* **GIVEN EXERCISE**:
Using the news story about the stolen 1965 Mustang, explain in one to three sentences why Judy Smongesky is handing the car over to Eugene Brakke even though she had it for 38 years.

* **TEXT EXTRACT**:
+-------+

Friday, March 21, 2008

TALE OF TWO MUSTANGS




TALE OF TWO MUSTANGS
KL Nichols In the news recently are two stories about Classic Mustangs that havebeen returned to their owners. Here they are:

1. After 38 years, man's stolen Mustang is back
It has 300,000 extra miles, but still running just fine

LOS ANGELES - A Los Angeles man is getting his Mustang back — 38
years after it was stolen.
The vehicle has an extra 300,000 miles and a different paint job, but Eugene
Brakke's 1965 Mustang is evidently running just fine.
Brakke reported the car stolen to Burbank police in May 1970.

One month later, a Long Beach teenager named Judy Smongesky received
the car as a high school graduation gift from her father, who had bought it at
a used-car dealership.
Smongesky, who now lives in San Diego, said Thursday she had been
driving and maintaining the car for nearly four decades, and only learned that
it had been stolen when she recently prepared to sell it. San Diego police
verified the car was hot.
"It's his car, even though he had it for four years and I had it for 38,"
Smongesky said. "He seems like a real nice gentleman, though."
Brakke found out Smongesky had twice rebuilt the engine and painted the
Mustang from its old gold color to silver-blue.
"He wasn't too happy with that," Smongesky said.
The pair planned to meet up to transfer the car soon.
"It was hard but it was the right thing to do," Smongesky said. "I haven't really
cried yet, but when he drives it away, I think I'll fall apart."

+-------+

* **RECORDS SUPPLIED**:
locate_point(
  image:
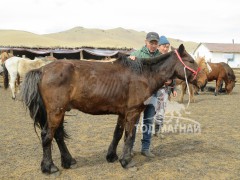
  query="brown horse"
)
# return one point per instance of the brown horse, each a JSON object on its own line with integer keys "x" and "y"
{"x": 219, "y": 72}
{"x": 230, "y": 84}
{"x": 192, "y": 88}
{"x": 118, "y": 87}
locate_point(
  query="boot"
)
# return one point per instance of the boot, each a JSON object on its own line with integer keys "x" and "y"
{"x": 157, "y": 129}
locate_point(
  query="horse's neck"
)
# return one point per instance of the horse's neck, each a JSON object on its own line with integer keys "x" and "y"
{"x": 157, "y": 74}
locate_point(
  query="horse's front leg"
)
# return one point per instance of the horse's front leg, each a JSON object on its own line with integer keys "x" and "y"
{"x": 131, "y": 119}
{"x": 66, "y": 158}
{"x": 12, "y": 86}
{"x": 192, "y": 98}
{"x": 218, "y": 83}
{"x": 118, "y": 132}
{"x": 183, "y": 91}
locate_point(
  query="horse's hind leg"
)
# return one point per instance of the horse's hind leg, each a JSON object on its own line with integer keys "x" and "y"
{"x": 47, "y": 165}
{"x": 66, "y": 158}
{"x": 218, "y": 83}
{"x": 131, "y": 119}
{"x": 54, "y": 121}
{"x": 12, "y": 86}
{"x": 118, "y": 132}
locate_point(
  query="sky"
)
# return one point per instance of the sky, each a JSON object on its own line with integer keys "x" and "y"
{"x": 212, "y": 21}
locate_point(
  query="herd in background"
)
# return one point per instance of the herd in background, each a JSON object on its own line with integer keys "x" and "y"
{"x": 220, "y": 72}
{"x": 17, "y": 67}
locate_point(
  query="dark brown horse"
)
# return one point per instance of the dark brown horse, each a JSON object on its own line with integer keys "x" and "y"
{"x": 230, "y": 84}
{"x": 219, "y": 72}
{"x": 118, "y": 87}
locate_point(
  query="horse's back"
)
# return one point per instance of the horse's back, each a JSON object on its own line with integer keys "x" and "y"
{"x": 25, "y": 65}
{"x": 229, "y": 71}
{"x": 12, "y": 63}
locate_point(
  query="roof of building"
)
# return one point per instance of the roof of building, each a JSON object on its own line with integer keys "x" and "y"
{"x": 221, "y": 47}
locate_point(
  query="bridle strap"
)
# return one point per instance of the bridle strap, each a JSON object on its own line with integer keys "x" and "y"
{"x": 190, "y": 69}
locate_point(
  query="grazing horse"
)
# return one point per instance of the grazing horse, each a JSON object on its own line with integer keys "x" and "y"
{"x": 120, "y": 87}
{"x": 219, "y": 72}
{"x": 192, "y": 88}
{"x": 17, "y": 68}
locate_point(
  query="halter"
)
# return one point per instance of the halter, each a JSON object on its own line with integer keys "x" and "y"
{"x": 185, "y": 66}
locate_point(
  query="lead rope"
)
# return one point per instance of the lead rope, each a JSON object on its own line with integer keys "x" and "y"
{"x": 187, "y": 87}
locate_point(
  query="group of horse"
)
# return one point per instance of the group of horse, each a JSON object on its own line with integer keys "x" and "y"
{"x": 220, "y": 72}
{"x": 14, "y": 67}
{"x": 118, "y": 87}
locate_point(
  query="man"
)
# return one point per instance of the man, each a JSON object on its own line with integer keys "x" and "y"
{"x": 164, "y": 92}
{"x": 149, "y": 50}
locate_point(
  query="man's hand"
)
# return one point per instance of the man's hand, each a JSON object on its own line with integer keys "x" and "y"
{"x": 168, "y": 82}
{"x": 174, "y": 93}
{"x": 132, "y": 57}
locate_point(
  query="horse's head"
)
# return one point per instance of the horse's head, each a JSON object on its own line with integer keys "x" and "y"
{"x": 229, "y": 86}
{"x": 186, "y": 67}
{"x": 202, "y": 63}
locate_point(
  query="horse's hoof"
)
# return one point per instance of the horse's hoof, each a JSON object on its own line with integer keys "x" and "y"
{"x": 127, "y": 164}
{"x": 131, "y": 166}
{"x": 112, "y": 158}
{"x": 51, "y": 170}
{"x": 73, "y": 164}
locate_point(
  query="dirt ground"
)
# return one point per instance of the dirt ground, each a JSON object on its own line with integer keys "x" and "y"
{"x": 210, "y": 150}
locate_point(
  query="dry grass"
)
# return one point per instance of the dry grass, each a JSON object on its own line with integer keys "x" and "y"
{"x": 212, "y": 154}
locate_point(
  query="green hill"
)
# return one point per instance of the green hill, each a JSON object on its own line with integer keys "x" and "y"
{"x": 79, "y": 37}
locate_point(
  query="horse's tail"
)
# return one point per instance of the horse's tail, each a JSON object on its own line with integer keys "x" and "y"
{"x": 5, "y": 77}
{"x": 32, "y": 98}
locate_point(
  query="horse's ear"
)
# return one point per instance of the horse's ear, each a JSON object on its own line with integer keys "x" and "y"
{"x": 173, "y": 48}
{"x": 181, "y": 49}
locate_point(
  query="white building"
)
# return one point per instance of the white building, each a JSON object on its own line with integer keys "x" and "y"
{"x": 217, "y": 52}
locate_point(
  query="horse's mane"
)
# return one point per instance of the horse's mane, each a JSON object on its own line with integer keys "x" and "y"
{"x": 134, "y": 65}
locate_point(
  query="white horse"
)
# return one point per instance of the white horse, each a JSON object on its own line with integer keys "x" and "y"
{"x": 17, "y": 68}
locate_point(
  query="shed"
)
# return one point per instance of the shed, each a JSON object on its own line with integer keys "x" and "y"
{"x": 218, "y": 52}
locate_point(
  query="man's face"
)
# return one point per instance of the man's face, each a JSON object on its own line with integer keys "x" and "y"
{"x": 164, "y": 48}
{"x": 152, "y": 45}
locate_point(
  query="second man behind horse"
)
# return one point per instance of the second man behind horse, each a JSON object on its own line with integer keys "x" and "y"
{"x": 154, "y": 46}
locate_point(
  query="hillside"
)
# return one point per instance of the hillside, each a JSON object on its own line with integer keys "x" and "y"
{"x": 79, "y": 37}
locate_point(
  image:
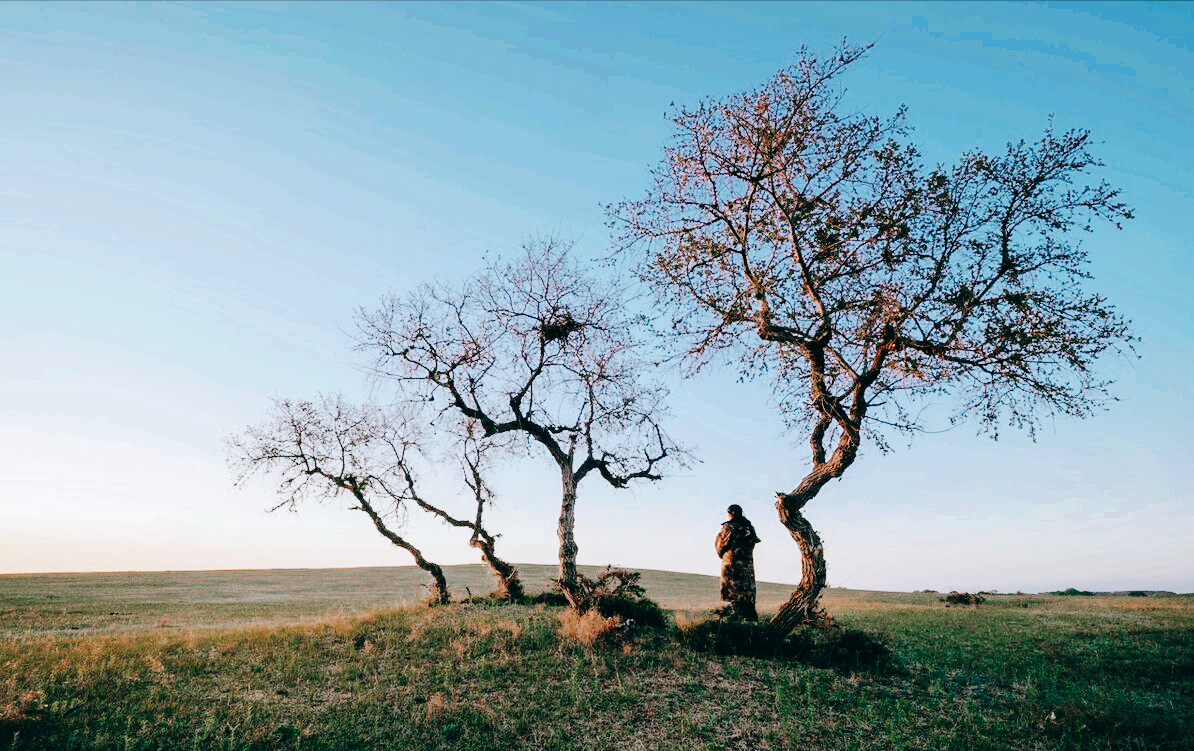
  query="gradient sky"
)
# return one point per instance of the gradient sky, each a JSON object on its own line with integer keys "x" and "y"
{"x": 194, "y": 199}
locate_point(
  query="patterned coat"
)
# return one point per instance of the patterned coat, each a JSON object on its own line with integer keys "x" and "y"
{"x": 736, "y": 546}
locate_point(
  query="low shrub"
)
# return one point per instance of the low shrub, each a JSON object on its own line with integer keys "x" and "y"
{"x": 838, "y": 648}
{"x": 962, "y": 598}
{"x": 552, "y": 599}
{"x": 639, "y": 614}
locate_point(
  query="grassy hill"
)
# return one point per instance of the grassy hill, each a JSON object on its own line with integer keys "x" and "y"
{"x": 346, "y": 659}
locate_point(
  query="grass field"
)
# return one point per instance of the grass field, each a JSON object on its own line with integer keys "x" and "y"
{"x": 349, "y": 659}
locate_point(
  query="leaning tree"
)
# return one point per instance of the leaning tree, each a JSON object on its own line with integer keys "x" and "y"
{"x": 318, "y": 450}
{"x": 540, "y": 350}
{"x": 810, "y": 242}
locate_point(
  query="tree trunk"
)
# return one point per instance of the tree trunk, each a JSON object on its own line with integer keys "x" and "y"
{"x": 801, "y": 607}
{"x": 437, "y": 591}
{"x": 509, "y": 584}
{"x": 567, "y": 578}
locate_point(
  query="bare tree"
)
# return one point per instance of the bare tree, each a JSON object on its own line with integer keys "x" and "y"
{"x": 541, "y": 350}
{"x": 319, "y": 450}
{"x": 812, "y": 245}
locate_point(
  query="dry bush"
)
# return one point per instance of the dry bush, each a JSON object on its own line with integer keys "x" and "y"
{"x": 962, "y": 598}
{"x": 588, "y": 628}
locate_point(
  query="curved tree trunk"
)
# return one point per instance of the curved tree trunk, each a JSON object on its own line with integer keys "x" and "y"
{"x": 567, "y": 579}
{"x": 437, "y": 591}
{"x": 801, "y": 605}
{"x": 509, "y": 584}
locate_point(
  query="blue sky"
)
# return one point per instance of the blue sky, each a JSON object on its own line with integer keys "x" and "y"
{"x": 194, "y": 199}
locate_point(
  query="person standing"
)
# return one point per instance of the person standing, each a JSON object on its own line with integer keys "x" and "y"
{"x": 736, "y": 547}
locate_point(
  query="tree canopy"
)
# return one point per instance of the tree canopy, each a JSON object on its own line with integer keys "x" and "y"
{"x": 811, "y": 242}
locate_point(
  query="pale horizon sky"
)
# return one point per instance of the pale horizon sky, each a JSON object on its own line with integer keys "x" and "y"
{"x": 196, "y": 197}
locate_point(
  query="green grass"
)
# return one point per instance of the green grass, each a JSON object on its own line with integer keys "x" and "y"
{"x": 268, "y": 660}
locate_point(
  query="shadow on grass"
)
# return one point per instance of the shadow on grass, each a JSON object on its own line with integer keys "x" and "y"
{"x": 837, "y": 648}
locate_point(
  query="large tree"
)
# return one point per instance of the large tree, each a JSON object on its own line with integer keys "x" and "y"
{"x": 541, "y": 350}
{"x": 318, "y": 450}
{"x": 810, "y": 241}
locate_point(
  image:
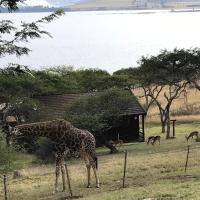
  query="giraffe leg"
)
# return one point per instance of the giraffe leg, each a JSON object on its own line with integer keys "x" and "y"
{"x": 88, "y": 173}
{"x": 63, "y": 174}
{"x": 57, "y": 173}
{"x": 95, "y": 173}
{"x": 88, "y": 166}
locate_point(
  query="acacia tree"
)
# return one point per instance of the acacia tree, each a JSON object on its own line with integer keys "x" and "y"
{"x": 164, "y": 76}
{"x": 14, "y": 45}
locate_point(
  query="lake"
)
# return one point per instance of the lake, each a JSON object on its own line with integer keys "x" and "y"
{"x": 108, "y": 40}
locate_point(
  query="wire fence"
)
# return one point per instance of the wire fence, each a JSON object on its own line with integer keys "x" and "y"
{"x": 190, "y": 159}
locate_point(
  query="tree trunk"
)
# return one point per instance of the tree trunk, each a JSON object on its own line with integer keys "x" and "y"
{"x": 162, "y": 119}
{"x": 168, "y": 126}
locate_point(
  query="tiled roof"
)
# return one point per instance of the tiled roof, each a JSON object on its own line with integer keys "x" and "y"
{"x": 55, "y": 105}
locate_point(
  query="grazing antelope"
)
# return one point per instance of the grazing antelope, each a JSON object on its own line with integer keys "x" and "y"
{"x": 192, "y": 134}
{"x": 153, "y": 139}
{"x": 149, "y": 139}
{"x": 118, "y": 142}
{"x": 156, "y": 138}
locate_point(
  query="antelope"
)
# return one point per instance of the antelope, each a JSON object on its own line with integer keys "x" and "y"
{"x": 156, "y": 138}
{"x": 192, "y": 134}
{"x": 118, "y": 142}
{"x": 150, "y": 139}
{"x": 153, "y": 139}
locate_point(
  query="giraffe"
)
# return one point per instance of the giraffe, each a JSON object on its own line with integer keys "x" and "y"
{"x": 65, "y": 136}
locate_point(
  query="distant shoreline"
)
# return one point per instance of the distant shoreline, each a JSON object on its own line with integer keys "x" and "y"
{"x": 66, "y": 9}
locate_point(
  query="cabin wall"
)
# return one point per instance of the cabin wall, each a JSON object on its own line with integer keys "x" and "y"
{"x": 128, "y": 129}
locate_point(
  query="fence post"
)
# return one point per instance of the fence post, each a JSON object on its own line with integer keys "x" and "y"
{"x": 124, "y": 177}
{"x": 186, "y": 163}
{"x": 68, "y": 180}
{"x": 5, "y": 187}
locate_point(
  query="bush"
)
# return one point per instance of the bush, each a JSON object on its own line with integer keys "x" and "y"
{"x": 8, "y": 156}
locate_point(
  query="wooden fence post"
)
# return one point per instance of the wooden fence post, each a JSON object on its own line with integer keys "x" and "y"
{"x": 124, "y": 177}
{"x": 5, "y": 187}
{"x": 186, "y": 163}
{"x": 68, "y": 180}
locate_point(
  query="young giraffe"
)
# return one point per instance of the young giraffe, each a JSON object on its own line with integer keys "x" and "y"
{"x": 65, "y": 136}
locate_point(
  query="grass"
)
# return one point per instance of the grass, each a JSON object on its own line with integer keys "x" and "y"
{"x": 155, "y": 172}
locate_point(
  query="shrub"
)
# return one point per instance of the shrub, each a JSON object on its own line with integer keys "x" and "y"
{"x": 8, "y": 156}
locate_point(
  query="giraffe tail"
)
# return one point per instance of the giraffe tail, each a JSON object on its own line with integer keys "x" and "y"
{"x": 96, "y": 162}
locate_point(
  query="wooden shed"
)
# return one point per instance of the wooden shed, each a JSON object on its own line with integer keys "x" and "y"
{"x": 130, "y": 128}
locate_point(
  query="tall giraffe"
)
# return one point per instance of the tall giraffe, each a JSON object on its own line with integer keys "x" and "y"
{"x": 64, "y": 136}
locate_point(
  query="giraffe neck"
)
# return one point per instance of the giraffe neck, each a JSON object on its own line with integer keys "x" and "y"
{"x": 44, "y": 129}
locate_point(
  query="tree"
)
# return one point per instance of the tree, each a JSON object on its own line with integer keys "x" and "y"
{"x": 99, "y": 112}
{"x": 164, "y": 75}
{"x": 13, "y": 46}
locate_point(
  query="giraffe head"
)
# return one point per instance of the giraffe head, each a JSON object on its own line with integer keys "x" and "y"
{"x": 14, "y": 131}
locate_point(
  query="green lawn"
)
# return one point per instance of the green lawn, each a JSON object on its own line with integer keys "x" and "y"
{"x": 155, "y": 172}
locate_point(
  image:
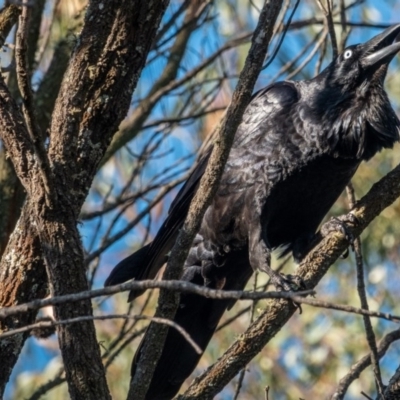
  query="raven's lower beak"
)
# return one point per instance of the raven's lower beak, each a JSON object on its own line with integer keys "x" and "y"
{"x": 382, "y": 48}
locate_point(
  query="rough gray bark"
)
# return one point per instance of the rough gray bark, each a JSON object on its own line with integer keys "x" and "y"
{"x": 93, "y": 99}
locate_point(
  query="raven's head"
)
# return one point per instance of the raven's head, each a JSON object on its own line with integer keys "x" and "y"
{"x": 352, "y": 100}
{"x": 363, "y": 65}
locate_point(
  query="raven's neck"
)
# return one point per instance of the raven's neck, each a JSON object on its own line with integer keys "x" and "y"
{"x": 358, "y": 123}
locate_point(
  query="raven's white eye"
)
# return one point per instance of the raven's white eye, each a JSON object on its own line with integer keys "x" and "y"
{"x": 347, "y": 54}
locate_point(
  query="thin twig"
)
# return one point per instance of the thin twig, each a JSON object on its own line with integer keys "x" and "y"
{"x": 330, "y": 25}
{"x": 47, "y": 324}
{"x": 364, "y": 302}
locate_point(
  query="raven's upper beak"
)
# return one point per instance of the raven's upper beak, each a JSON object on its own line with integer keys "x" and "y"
{"x": 381, "y": 48}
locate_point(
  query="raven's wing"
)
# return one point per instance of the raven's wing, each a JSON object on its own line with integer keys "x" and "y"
{"x": 146, "y": 262}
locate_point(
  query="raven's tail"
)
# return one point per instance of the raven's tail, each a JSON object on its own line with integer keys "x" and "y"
{"x": 199, "y": 316}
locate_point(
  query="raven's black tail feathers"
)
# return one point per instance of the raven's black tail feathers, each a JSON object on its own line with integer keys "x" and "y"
{"x": 199, "y": 316}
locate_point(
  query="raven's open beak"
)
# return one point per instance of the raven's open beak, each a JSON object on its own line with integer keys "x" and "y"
{"x": 381, "y": 48}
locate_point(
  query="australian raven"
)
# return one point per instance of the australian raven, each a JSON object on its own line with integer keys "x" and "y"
{"x": 296, "y": 149}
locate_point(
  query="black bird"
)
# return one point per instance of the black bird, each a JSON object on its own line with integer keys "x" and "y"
{"x": 298, "y": 146}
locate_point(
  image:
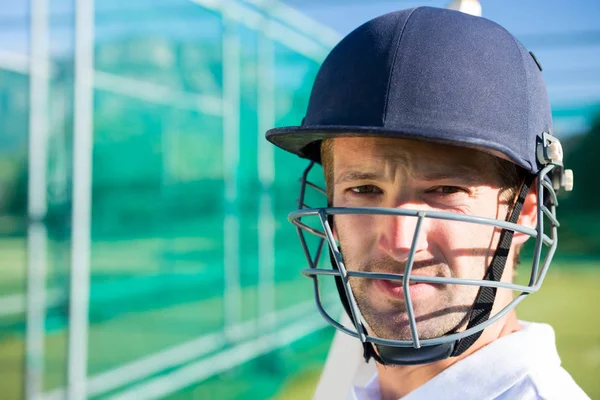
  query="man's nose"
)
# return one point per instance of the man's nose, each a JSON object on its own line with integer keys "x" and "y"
{"x": 397, "y": 235}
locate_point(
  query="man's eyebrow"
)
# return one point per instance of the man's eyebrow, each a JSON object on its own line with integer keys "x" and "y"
{"x": 354, "y": 175}
{"x": 465, "y": 175}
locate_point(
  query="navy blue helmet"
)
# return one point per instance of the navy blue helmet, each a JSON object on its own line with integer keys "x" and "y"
{"x": 442, "y": 76}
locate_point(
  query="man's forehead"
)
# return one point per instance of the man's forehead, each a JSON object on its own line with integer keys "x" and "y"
{"x": 416, "y": 155}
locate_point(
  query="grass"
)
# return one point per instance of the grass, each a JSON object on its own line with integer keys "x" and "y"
{"x": 568, "y": 301}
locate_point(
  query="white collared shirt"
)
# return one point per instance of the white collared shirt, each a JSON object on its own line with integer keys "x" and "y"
{"x": 523, "y": 365}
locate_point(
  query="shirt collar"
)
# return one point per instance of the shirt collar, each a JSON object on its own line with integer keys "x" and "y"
{"x": 491, "y": 369}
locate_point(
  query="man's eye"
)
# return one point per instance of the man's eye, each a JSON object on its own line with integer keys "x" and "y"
{"x": 365, "y": 189}
{"x": 448, "y": 190}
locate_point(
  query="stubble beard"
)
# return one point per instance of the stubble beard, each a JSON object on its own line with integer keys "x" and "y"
{"x": 444, "y": 313}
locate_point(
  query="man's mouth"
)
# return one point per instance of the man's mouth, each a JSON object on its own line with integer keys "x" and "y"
{"x": 395, "y": 289}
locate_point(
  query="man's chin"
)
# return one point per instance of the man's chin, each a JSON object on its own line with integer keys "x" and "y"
{"x": 396, "y": 325}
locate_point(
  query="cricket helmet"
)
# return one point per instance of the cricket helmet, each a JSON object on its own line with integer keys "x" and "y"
{"x": 443, "y": 76}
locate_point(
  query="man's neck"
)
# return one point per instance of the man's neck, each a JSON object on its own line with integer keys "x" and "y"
{"x": 397, "y": 381}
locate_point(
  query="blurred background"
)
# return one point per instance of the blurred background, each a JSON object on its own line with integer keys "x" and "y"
{"x": 144, "y": 245}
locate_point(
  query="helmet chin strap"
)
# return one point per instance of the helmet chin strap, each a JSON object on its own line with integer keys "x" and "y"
{"x": 480, "y": 312}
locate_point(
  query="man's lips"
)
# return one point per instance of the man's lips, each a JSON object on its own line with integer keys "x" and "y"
{"x": 395, "y": 290}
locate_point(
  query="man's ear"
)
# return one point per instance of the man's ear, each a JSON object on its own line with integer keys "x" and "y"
{"x": 528, "y": 216}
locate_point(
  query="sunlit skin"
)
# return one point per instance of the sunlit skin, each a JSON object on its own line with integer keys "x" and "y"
{"x": 398, "y": 173}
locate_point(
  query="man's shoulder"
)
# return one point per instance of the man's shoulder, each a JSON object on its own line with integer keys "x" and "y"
{"x": 549, "y": 383}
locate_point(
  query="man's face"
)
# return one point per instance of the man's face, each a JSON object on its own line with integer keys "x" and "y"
{"x": 381, "y": 172}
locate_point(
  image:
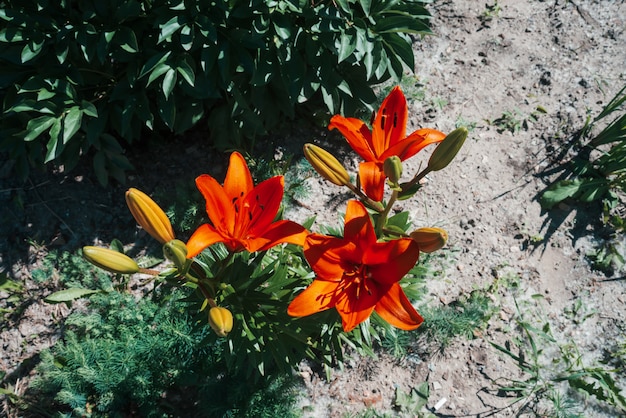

+-------+

* **REPLY**:
The car was stolen from Brakke in 1970, and San Diego police confirmed this when she prepared to sell it, so Smongesky says "It's his car" despite her 38 years with it. She calls giving it back hard but "the right thing to do."